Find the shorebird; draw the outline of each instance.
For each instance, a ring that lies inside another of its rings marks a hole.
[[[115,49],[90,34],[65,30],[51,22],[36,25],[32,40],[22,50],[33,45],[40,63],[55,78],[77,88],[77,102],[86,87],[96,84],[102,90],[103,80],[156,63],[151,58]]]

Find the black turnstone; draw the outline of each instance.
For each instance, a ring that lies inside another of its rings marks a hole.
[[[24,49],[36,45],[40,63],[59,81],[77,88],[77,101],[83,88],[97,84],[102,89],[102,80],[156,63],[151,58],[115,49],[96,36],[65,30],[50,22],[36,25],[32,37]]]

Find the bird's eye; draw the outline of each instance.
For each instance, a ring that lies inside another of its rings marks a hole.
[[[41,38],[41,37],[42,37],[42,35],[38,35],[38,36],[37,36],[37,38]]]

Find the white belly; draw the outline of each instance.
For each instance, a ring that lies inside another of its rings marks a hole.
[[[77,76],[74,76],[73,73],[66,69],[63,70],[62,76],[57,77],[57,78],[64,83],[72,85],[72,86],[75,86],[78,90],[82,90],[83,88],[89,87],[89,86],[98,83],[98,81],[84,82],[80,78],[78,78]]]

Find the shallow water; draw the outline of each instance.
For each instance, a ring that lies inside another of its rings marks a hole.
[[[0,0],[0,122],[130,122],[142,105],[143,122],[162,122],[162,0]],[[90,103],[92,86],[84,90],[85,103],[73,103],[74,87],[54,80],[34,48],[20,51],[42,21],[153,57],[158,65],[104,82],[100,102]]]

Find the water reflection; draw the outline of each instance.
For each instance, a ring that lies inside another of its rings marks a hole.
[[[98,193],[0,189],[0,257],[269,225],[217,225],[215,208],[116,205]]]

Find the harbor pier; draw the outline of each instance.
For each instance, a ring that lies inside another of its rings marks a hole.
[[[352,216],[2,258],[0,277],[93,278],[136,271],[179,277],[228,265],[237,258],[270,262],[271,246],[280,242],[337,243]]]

◆ GOAL OF THE EXERCISE
Output all of the material exactly as written.

◆ EXERCISE OUTPUT
Find the shorebird; draw the outline of each instance.
For each instance, a ring that lies inside another of its rings marks a hole.
[[[115,49],[90,34],[65,30],[51,22],[36,25],[32,40],[22,50],[33,45],[40,63],[55,78],[77,88],[77,102],[86,87],[96,84],[102,90],[103,80],[156,63],[151,58]]]

Find the black turnstone; draw the outline of each instance.
For each instance, a ring that lies inside another of its rings marks a hole.
[[[24,49],[36,45],[40,63],[59,81],[77,88],[77,101],[83,88],[97,84],[102,89],[102,80],[156,63],[151,58],[115,49],[96,36],[65,30],[50,22],[36,25],[32,37]]]

Find the bird's eye; draw the outline of each instance.
For each instance, a ring that lies inside another of its rings marks a hole.
[[[41,38],[41,37],[42,37],[42,35],[38,35],[38,36],[37,36],[37,38]]]

Find the white belly; draw the outline of each instance.
For each instance, a ring that lies inside another of its rings marks a hole.
[[[77,76],[74,76],[73,73],[66,69],[63,70],[62,76],[57,77],[57,78],[64,83],[72,85],[72,86],[75,86],[78,90],[82,90],[83,88],[89,87],[89,86],[98,83],[98,81],[84,82],[80,78],[78,78]]]

Find the shallow water; draw the outline of each instance.
For each instance, a ring that lies inside another of its rings marks a hole.
[[[0,0],[0,122],[130,122],[142,105],[143,122],[162,122],[162,0]],[[90,103],[92,86],[84,90],[85,103],[73,103],[74,87],[54,80],[34,48],[20,51],[42,21],[153,57],[158,65],[104,82],[100,102]]]

Find the water reflection; draw the outline of each instance.
For each instance, a ring that lies inside another of its rings marks a hole.
[[[98,193],[0,189],[0,257],[269,225],[217,225],[215,208],[116,205]]]

Find the harbor pier; draw the outline of each instance.
For each instance, a ring that lies inside another of its rings marks a hole.
[[[352,216],[2,258],[0,277],[93,278],[136,271],[179,277],[228,265],[237,258],[270,262],[271,246],[280,242],[337,243]]]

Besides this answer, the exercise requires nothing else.